Write each line word for word, from the line that contains "If it's not too much trouble, could you box the blue" through the last line of the material below.

****************

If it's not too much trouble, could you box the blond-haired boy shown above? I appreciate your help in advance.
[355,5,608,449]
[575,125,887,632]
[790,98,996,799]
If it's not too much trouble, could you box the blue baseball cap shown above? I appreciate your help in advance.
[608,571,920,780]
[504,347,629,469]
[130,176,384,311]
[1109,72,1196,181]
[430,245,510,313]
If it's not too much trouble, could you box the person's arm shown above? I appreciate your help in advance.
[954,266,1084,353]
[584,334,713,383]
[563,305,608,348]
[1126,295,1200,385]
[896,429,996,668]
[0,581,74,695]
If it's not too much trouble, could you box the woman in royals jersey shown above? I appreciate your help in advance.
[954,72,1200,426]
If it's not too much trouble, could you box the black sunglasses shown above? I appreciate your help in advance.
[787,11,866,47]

****************

• Response to the exercise
If it's not too much trouble, could you box the blue baseball cap shown above? I appreciate your help in advance.
[608,571,920,780]
[504,347,629,469]
[130,176,384,311]
[1109,72,1196,181]
[430,245,510,313]
If it's not too much trouble, could you box the person's arm shown above? I appreciate your help in advance.
[954,266,1084,353]
[584,334,713,383]
[563,305,608,348]
[1126,295,1200,385]
[896,429,996,668]
[0,581,74,695]
If it's not too much trouble, could you box the woman in royals jersey shown above? I appreciate your help in advance.
[954,72,1200,426]
If it's not too much trouble, could you box the black sunglasses shown above? I appreciate your help in advance.
[787,11,866,47]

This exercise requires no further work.